*Your instructions*: Reproduce everything from the line containing "van windshield |" down to the end of the entries, including the request lines. Scale only the outline coordinates in the answers by 1.75, rounding each to the nearest whole number with halves rounded up, and leave the numbers in the requests and their sample lists unchanged.

Segmentation data
>>>
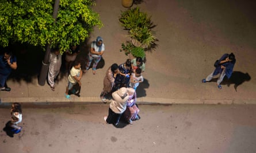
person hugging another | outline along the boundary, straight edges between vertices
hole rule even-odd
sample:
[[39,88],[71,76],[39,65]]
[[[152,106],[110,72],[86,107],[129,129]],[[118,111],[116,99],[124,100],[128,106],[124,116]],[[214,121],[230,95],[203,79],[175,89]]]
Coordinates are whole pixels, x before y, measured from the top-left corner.
[[127,101],[129,98],[127,88],[123,87],[114,92],[112,93],[112,97],[109,105],[109,115],[104,116],[104,120],[108,124],[113,124],[116,126],[121,116],[126,109]]
[[143,72],[145,71],[145,64],[143,62],[143,60],[142,57],[138,57],[133,58],[132,61],[132,69],[133,73],[135,73],[135,70],[137,68],[140,68]]
[[140,83],[143,82],[143,77],[142,75],[142,69],[137,68],[135,73],[132,73],[131,76],[129,86],[133,88],[135,91]]
[[[81,69],[81,64],[79,61],[75,61],[74,63],[74,66],[70,70],[70,74],[68,75],[68,83],[66,89],[65,97],[69,99],[70,95],[68,94],[68,91],[72,89],[72,92],[77,96],[80,97],[79,92],[80,92],[81,82],[81,79],[82,78],[82,72]],[[76,92],[75,89],[74,89],[74,85],[78,84],[79,86],[79,89]]]

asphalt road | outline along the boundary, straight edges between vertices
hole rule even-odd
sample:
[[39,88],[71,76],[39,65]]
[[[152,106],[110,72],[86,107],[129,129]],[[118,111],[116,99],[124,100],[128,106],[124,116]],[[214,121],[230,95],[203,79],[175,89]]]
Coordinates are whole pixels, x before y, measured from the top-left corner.
[[139,105],[141,119],[119,128],[103,120],[108,105],[23,107],[22,131],[2,128],[0,152],[256,152],[256,105]]

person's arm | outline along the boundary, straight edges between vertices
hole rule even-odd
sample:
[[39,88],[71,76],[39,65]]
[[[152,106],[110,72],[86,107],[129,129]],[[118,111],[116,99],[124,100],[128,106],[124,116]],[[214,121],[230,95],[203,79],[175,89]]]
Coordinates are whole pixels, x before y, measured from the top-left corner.
[[17,65],[17,62],[13,62],[13,63],[10,62],[10,57],[9,58],[8,60],[7,60],[7,63],[8,64],[9,66],[13,69],[16,69]]
[[73,76],[74,79],[77,81],[77,82],[79,84],[79,86],[81,86],[81,83],[80,80],[78,79],[78,77],[76,76]]
[[82,76],[83,76],[83,71],[82,70],[82,69],[81,69],[80,70],[80,74],[79,74],[79,76],[78,77],[78,80],[80,81],[80,80],[81,80]]
[[99,54],[100,53],[100,52],[95,52],[95,49],[93,48],[91,48],[91,49],[90,50],[90,52],[91,53],[91,54],[97,54],[97,55],[100,55]]

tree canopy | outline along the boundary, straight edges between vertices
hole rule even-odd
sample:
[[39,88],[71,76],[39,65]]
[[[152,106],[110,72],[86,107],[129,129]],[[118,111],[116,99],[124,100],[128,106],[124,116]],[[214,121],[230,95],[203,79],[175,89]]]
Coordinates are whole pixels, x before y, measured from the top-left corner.
[[85,41],[93,27],[102,25],[92,0],[61,0],[56,22],[55,0],[1,0],[0,45],[10,42],[58,47],[62,52]]

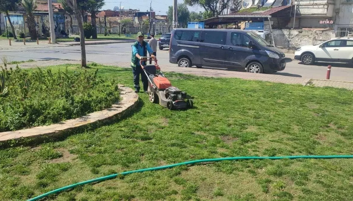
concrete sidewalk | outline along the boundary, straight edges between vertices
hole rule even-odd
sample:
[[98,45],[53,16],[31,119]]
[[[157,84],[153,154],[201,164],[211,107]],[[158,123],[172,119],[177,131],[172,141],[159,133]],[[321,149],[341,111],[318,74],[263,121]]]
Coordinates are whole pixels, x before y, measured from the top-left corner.
[[[49,65],[55,65],[65,64],[79,64],[79,60],[48,60],[25,63],[18,64],[21,68],[29,68],[37,67],[44,67]],[[90,62],[88,62],[89,65]],[[108,65],[119,66],[122,68],[130,68],[130,63],[107,63],[102,64]],[[14,68],[16,65],[8,65]],[[343,81],[318,80],[291,77],[279,75],[271,74],[256,74],[244,72],[229,70],[197,68],[182,68],[176,66],[161,66],[164,72],[175,72],[194,75],[199,76],[215,77],[237,78],[252,80],[261,80],[273,82],[290,84],[299,84],[304,86],[313,86],[316,87],[331,87],[338,88],[344,88],[353,90],[353,82]]]

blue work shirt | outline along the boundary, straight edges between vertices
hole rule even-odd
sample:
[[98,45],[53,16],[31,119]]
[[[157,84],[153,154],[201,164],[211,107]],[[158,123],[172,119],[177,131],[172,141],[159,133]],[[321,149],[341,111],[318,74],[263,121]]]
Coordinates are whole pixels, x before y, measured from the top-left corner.
[[[144,56],[143,47],[140,43],[138,43],[138,45],[137,46],[138,47],[138,48],[137,49],[135,46],[131,45],[131,47],[132,47],[132,54],[134,55],[136,55],[136,53],[138,53],[138,55],[143,57]],[[152,50],[152,49],[151,49],[151,47],[148,44],[148,43],[146,43],[146,48],[147,49],[147,52],[149,53],[151,55],[153,54],[153,50]],[[137,59],[137,63],[138,64],[138,65],[140,65],[140,59],[138,59],[138,58]]]

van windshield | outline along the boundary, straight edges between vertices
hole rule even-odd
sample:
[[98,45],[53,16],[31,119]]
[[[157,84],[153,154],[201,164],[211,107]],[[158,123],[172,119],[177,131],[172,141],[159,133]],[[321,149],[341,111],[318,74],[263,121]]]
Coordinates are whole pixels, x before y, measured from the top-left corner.
[[254,40],[256,41],[260,45],[263,46],[272,46],[269,43],[267,42],[264,39],[261,38],[261,36],[256,34],[256,33],[253,31],[246,32],[246,34]]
<<<
*Solution for this task*:
van windshield | outline along the boundary, straight edges between vertices
hole rule even-odd
sample:
[[98,45],[53,16],[31,119]]
[[[157,84],[153,154],[201,164],[211,107]],[[158,123],[172,119],[177,131],[172,141],[159,133]],[[321,149],[341,111],[318,74],[263,121]]]
Coordinates are whole pixels, x before y, measured from the top-left corner.
[[445,70],[448,72],[455,79],[460,81],[476,81],[471,75],[467,74],[462,68],[457,67],[457,63],[448,60],[448,58],[443,54],[431,56],[431,60]]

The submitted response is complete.